§ **Point localization data**
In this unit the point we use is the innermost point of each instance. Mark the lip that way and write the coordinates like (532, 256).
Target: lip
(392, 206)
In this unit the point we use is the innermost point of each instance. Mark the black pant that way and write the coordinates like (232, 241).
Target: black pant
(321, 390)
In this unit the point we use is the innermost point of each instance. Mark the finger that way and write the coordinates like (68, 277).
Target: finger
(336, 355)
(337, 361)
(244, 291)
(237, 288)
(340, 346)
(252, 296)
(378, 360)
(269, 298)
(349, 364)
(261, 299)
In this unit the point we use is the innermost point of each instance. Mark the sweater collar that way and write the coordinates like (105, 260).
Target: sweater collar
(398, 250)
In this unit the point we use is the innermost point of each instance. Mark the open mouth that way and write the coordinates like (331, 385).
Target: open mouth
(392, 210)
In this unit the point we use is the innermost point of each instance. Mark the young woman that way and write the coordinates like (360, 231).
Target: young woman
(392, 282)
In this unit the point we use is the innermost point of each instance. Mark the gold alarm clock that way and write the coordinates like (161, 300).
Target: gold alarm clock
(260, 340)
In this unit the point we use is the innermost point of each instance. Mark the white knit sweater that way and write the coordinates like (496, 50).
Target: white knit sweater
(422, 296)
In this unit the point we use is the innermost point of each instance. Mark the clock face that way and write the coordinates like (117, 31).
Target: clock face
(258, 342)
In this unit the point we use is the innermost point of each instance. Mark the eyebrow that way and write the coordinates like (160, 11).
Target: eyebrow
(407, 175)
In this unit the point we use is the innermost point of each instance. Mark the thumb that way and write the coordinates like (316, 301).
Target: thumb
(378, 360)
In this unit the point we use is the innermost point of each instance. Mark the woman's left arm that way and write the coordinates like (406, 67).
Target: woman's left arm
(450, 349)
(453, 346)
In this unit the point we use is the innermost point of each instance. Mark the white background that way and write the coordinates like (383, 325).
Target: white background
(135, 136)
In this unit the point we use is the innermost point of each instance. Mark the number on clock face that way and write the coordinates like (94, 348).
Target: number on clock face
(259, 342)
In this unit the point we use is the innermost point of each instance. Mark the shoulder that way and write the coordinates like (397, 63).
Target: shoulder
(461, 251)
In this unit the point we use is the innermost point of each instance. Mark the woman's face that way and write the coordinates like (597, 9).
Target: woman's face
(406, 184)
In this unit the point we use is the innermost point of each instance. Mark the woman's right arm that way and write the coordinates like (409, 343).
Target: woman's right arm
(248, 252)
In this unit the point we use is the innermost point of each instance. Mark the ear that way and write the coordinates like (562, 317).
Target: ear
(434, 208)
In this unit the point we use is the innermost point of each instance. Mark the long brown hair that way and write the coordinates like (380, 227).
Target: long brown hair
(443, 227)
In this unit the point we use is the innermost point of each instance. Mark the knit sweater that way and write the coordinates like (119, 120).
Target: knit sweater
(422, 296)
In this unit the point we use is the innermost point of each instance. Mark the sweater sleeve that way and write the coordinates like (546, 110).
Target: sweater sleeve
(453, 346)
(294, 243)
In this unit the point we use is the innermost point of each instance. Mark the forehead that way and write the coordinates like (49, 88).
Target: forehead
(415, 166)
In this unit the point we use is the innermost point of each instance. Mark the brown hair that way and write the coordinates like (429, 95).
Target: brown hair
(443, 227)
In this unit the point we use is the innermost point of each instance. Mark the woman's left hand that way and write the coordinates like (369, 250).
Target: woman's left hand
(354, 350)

§ **PROMPT**
I'd like every record written out exactly as given.

§ **SOLVED PROBLEM**
In this unit the point we use is the innermost point of each instance. Mark the lip that way and write the coordinates like (532, 256).
Target: lip
(392, 206)
In this unit the point we use is the innermost point of each instance. Mark the black pant that way and write the coordinates like (232, 241).
Target: black pant
(321, 390)
In this unit the point we use is the innermost point of each instance. Mark the finger that way and write the coordinates like (68, 277).
Target: finger
(336, 355)
(337, 361)
(244, 291)
(237, 288)
(340, 346)
(252, 296)
(378, 360)
(269, 298)
(349, 364)
(261, 299)
In this unit the point we use is the innermost point of each instance. Mark the sweater collar that way and write the coordinates like (105, 260).
Target: sweater collar
(398, 250)
In this unit the point we use is the innermost point of each instance. Mark the open mouth that way and write the coordinates like (331, 385).
Target: open mouth
(392, 210)
In this unit the point we use is the innermost point of each instance. Mark the young woman that way and write the coordinates like (360, 231).
Target: young woman
(392, 282)
In this unit the point we use is the innermost point of each instance. Mark the gold alarm clock that way and write the coordinates like (161, 300).
Target: gold alarm clock
(260, 340)
In this unit the point we use is the innermost point of each instance. Mark the white knit sweater that way and write the coordinates like (496, 50).
Target: white knit sweater
(422, 296)
In this unit the point we use is the innermost point of each instance. Mark the clock face that way and write the coordinates like (117, 31).
Target: clock face
(258, 342)
In this unit the point we use is the innermost point of each instance. Mark the eyebrow that way and write the coordinates like (160, 11).
Target: eyebrow
(407, 175)
In this unit the point we use is the innermost point of each instance. Mark the thumb that way and write the coordinates like (316, 301).
Target: thumb
(378, 360)
In this unit the point we use is the innermost point of each instance. Mark the woman's left arm that way and write the coordinates like (406, 67).
Target: woman's left arm
(450, 349)
(453, 346)
In this unit the point we use is the innermost point of each instance. Mark the white background that way and write the coordinates like (383, 325).
Target: white background
(135, 136)
In this unit the point we use is the innermost point of each instance. Mark the number on clock face that way and write the coordinates like (94, 348).
Target: number on clock face
(259, 342)
In this unit the point we use is the innermost point of each instance. Mark the shoulder that way and write the coordinates like (397, 63).
Target: shoulder
(461, 251)
In this unit the point we use is the innermost point of each instance. Mark the woman's face that way and write the coordinates like (597, 9).
Target: woman's face
(406, 184)
In this unit the point we use is the innermost point of each instance. Mark the woman's right arm that way and write the coordinates like (409, 343).
Target: woman's right arm
(248, 252)
In this unit the point we use is the innermost point of each instance. Mark the ear that way and write the coordinates like (562, 317).
Target: ear
(434, 208)
In this unit the point we use is the innermost point of each instance. Mark the long brown hair that way and write the coordinates like (380, 227).
Target: long brown hair
(443, 227)
In this unit the point we use is the innermost point of each instance. Mark the knit sweater that way and write the coordinates like (119, 120).
Target: knit sweater
(422, 296)
In this unit the point we use is the innermost point of each instance. Mark the sweater sleeve that way and write the coordinates like (546, 110).
Target: sweater sleeve
(453, 346)
(294, 243)
In this unit the point we use is the innermost point of each instance. Mark the forehead that way and write the coordinates like (49, 88).
Target: forehead
(415, 166)
In this unit the point we use is the innermost point of each instance. Mark the brown hair that way and write the coordinates like (429, 95).
Target: brown hair
(443, 227)
In this unit the point we use is the innermost point of each instance. Mark the woman's left hand that way and write the coordinates like (369, 250).
Target: woman's left hand
(354, 350)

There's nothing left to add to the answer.